▸ Text to read:
# MyAnimeList Web Scraper

**Goal:** Given a valid MyAnimeList username, produce a list of that user's "anime list" and pertinent details about each listed show.

In [1]:
# Import necessary libraries
from requests_html import AsyncHTMLSession

In [2]:
# Instantiate an Asynchronous Session
session = AsyncHTMLSession()

In [3]:
# Specify a MAL user and the corresponding anime list URL
username = "ABPhanatic"
url = "https://myanimelist.net/animelist/" + username

In [4]:
# Connect to the webpage
r = await session.get(url)
r.status_code

200

### Examining the page's HTML code before rendering the JavaScript

In [5]:
html = r.html

In [6]:
# Number of div elements PRE-JS render
len(html.find('div'))

38

In [7]:
# Number of anchor elements PRE-JS render
len(html.find('a'))

36

In [8]:
# Number of span elements PRE-JS render
len(html.find('span'))

26

In [9]:
# Saving the pre-rendered HTML to a file so we can inspect it

with open('MAL_PreRender_Scrape.html', 'wb') as file:
    file.write(html.raw_html)

### Examining the page's HTML code after rendering the JavaScript

In [10]:
# Rendering the JavaScript of the webpage
await r.html.arender()

In [11]:
html = r.html

In [12]:
# Number of div elements POST-JS render
len(html.find('div'))

419

In [13]:
# Number of anchor elements POST-JS render
len(html.find('a'))

567

In [14]:
# Number of span elements POST-JS render
len(html.find('span'))

599

In [15]:
# Saving the post-rendered HTML to a file as well

with open('MAL_PostRender_Scrape.html', 'wb') as file:
    file.write(html.raw_html)

Clearly, the webpage contains much more content once the JavaScript code is rendered. As seen above, the number of divs, anchors, and span tags increase more than ten-fold after rendering the JS.

▸ Tasks to carry out:
[1] Do the following statements agree with the MyAnimeList scraper text? Answer yes or no for each, and quote the words of the text that decide it.
(a) The anime list examined belongs to the user "ABPhanatic".
(b) The pre-rendered HTML is written to a file named 'MAL_PostRender_Scrape.html'.
(c) The count of divs, anchors, and span tags grows more than ten-fold once the JavaScript is rendered.
[2] Carry on the MyAnimeList scraper text from where it stops.

▸ Source material:
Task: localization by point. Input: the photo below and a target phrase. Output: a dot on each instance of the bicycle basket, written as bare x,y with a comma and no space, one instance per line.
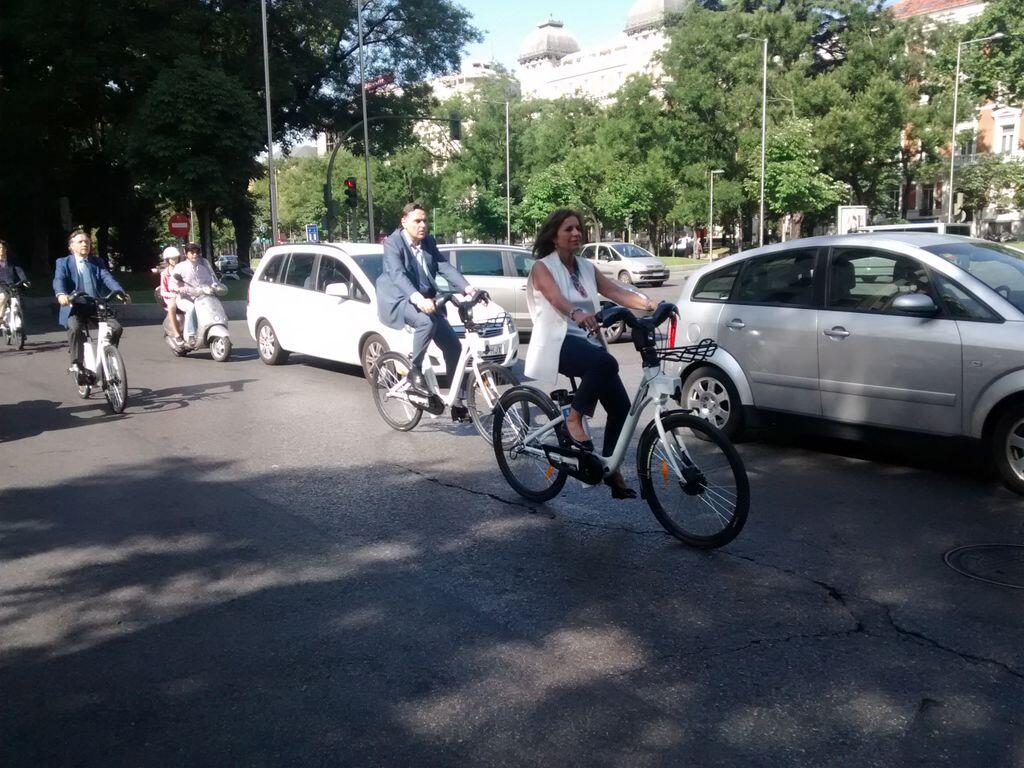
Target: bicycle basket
494,327
693,353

▸ Expected outputs:
[1]
(a) Yes: "username = "ABPhanatic""
(b) No: "with open('MAL_PreRender_Scrape.html', 'wb') as file:"
(c) Yes: "the number of divs, anchors, and span tags increase more than ten-fold after rendering the JS"

[2]
<br><br>
**Note:** If we examine the the pre-render and post-render HTML code that we saved above, we see that the pre-rendered HTML does not provide any information about the shows in the user's anime list  (the exact information I was interested in). The post-rendered HTML however, contains the information we want so that is what we use for the rest of this project.

# Using Pandas to Scrape HTML Table

It is important to acknowledge that MAL uses a regular HTML table to present the data of a user's anime list. Therefore, my first choice was to see what information I could collect using **Pandas** convenient _read_html()_ method.

In [16]:
import pandas as pd

In [17]:
tables = pd.read_html(html.html)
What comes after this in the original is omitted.